Stated goal
Rewrite the records as a JSON list of strings with one string per line, leaving out blank lines. Cover only the lines from the one containing "[tag] water reflection: a pin per instance" through the end of the records, including both ends.

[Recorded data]
◇ ◇ ◇ ◇
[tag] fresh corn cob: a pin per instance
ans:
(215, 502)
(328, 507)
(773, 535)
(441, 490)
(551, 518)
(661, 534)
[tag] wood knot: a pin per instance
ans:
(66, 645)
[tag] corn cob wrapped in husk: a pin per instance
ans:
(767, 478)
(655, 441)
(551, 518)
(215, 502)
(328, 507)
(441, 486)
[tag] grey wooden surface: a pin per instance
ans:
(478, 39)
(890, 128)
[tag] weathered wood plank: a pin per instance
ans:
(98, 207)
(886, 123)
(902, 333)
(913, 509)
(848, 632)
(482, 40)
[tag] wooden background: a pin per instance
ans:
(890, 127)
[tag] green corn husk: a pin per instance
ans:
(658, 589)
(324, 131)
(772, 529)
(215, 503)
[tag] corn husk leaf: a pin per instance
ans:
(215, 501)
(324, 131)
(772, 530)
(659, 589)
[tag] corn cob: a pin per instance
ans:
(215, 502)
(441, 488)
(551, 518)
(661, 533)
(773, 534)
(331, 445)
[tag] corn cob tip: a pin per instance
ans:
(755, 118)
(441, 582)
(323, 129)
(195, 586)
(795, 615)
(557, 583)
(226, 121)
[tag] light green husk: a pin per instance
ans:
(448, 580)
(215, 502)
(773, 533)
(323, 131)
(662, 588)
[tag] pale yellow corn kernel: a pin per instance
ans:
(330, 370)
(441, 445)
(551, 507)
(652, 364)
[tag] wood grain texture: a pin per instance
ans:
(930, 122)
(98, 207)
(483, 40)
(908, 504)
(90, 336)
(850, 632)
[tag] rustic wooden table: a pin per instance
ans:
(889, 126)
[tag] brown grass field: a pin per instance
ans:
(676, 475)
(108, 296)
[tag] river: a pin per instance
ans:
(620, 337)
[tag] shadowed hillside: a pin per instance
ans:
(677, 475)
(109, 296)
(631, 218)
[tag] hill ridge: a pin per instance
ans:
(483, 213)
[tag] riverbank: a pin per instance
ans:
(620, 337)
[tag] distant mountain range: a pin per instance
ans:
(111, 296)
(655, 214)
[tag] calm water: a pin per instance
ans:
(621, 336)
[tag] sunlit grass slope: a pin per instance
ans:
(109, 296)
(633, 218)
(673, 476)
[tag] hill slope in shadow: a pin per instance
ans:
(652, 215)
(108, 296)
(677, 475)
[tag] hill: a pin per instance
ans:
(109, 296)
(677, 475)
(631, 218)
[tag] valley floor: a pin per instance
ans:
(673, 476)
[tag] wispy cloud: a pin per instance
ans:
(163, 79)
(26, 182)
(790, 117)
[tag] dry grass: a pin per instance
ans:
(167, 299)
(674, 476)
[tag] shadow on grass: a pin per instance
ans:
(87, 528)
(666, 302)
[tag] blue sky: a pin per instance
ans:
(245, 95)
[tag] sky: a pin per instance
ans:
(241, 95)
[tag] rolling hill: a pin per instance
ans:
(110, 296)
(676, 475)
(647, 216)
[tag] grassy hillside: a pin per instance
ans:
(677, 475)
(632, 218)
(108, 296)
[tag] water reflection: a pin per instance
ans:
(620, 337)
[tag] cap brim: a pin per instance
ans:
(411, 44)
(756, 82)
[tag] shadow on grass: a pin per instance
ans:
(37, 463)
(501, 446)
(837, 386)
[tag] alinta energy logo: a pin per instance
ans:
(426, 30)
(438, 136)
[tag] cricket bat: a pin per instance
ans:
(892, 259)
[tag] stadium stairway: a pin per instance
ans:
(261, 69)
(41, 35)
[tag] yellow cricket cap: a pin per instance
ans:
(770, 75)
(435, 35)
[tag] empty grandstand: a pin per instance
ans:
◇ ◇ ◇ ◇
The reply
[
  "[tag] water reflection: a pin per instance",
  "ans:",
  "(620, 337)",
  "[tag] cap brim: a pin per instance",
  "ans:",
  "(411, 44)",
  "(756, 82)",
  "[tag] shadow on grass: a pin per instance",
  "ans:",
  "(37, 463)",
  "(501, 446)",
  "(837, 386)",
  "[tag] alinta energy logo: a pin per instance",
  "ans:",
  "(426, 30)",
  "(438, 136)",
  "[tag] cricket bat: a pin per instance",
  "ans:",
  "(892, 259)",
  "[tag] stadium stairway: a pin per instance",
  "ans:",
  "(261, 69)",
  "(41, 35)",
  "[tag] yellow cricket cap: a pin per instance",
  "ans:",
  "(770, 75)",
  "(435, 35)",
  "[tag] empty grandstand: a pin per instance",
  "ans:"
]